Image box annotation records
-- Begin --
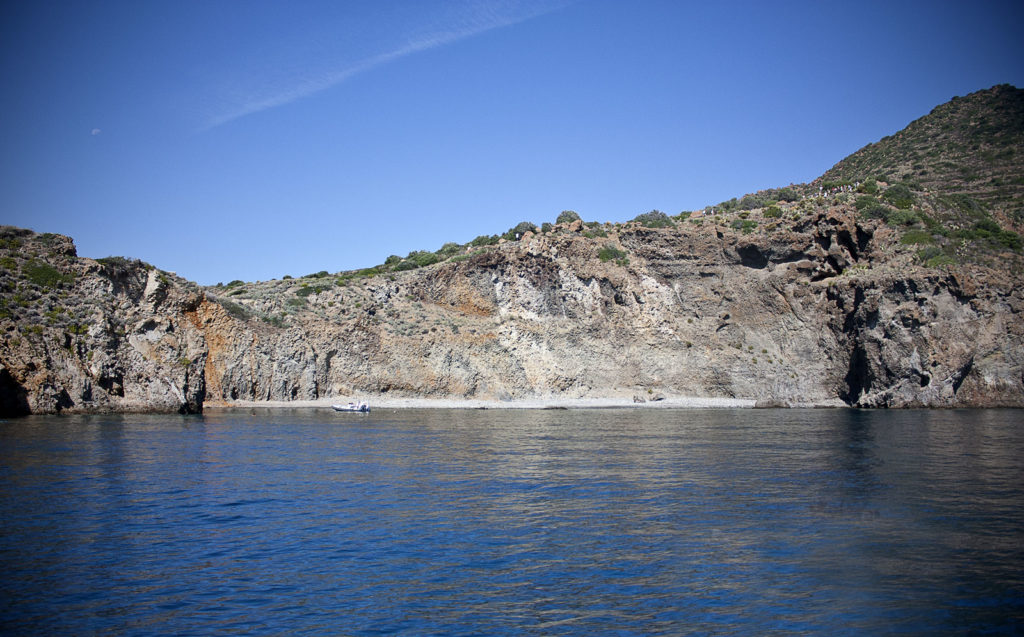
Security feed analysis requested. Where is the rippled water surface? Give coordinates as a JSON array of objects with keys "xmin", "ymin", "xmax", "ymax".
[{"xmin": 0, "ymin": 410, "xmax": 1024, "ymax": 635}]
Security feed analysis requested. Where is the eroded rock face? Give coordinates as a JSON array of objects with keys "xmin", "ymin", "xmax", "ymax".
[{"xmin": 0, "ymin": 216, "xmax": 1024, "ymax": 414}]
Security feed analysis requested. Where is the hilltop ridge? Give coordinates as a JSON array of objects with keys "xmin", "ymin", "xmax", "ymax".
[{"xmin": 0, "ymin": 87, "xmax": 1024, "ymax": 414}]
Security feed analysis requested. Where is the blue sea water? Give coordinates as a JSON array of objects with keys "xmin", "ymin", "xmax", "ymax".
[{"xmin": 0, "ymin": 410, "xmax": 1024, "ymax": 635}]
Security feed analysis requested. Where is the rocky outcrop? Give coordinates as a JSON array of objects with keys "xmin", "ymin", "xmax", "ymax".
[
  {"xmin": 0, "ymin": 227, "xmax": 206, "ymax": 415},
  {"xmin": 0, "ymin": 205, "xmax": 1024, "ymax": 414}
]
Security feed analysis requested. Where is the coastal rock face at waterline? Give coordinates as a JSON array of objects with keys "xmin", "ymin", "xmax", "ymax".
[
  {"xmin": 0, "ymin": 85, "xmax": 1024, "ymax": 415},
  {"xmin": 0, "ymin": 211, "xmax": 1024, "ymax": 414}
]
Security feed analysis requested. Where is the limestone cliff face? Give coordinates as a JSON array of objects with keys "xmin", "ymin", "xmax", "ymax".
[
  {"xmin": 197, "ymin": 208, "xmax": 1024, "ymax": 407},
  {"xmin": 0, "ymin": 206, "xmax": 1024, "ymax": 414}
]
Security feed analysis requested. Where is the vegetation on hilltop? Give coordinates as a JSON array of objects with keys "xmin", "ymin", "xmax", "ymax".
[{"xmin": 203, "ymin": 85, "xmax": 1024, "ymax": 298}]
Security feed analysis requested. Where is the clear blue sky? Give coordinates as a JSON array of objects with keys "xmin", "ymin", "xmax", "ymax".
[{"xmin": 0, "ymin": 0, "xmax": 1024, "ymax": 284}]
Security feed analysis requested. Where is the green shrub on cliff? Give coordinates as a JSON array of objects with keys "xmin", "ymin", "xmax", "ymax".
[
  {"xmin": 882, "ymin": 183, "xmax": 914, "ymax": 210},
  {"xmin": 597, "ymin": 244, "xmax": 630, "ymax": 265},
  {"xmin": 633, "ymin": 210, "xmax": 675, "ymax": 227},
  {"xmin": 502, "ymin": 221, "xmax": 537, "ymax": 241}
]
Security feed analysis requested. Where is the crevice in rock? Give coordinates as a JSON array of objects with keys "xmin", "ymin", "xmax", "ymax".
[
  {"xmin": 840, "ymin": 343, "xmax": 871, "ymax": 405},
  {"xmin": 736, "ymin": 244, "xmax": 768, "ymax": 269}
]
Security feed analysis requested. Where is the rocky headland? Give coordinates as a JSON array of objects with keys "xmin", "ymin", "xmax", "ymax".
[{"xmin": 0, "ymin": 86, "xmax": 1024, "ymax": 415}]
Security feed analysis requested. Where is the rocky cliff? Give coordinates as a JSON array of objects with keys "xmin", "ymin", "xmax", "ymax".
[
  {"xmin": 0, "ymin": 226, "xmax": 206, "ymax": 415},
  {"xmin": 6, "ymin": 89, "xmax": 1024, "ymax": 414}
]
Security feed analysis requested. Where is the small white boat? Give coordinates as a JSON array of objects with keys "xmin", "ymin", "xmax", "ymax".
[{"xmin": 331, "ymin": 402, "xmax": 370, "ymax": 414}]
-- End --
*STATED PROBLEM*. Pull out each line of the records above that contains the string "cliff". The match is case-sensitive.

*EXPECTED OUTPUT*.
Security feed analysis requested. Where is the limestone cliff face? Give coordinates as a JSON array of objects with keys "xmin", "ymin", "xmax", "ymax".
Security feed analysis requested. Where is the green shrub on cliff? Give coordinates as a JSON array of objects with keys "xmin", "ymin", "xmax", "ymax".
Security feed analysis requested. Where is the rocky cliff? Give coordinates as a JSON array of objects with keys "xmin", "ymin", "xmax", "ymax".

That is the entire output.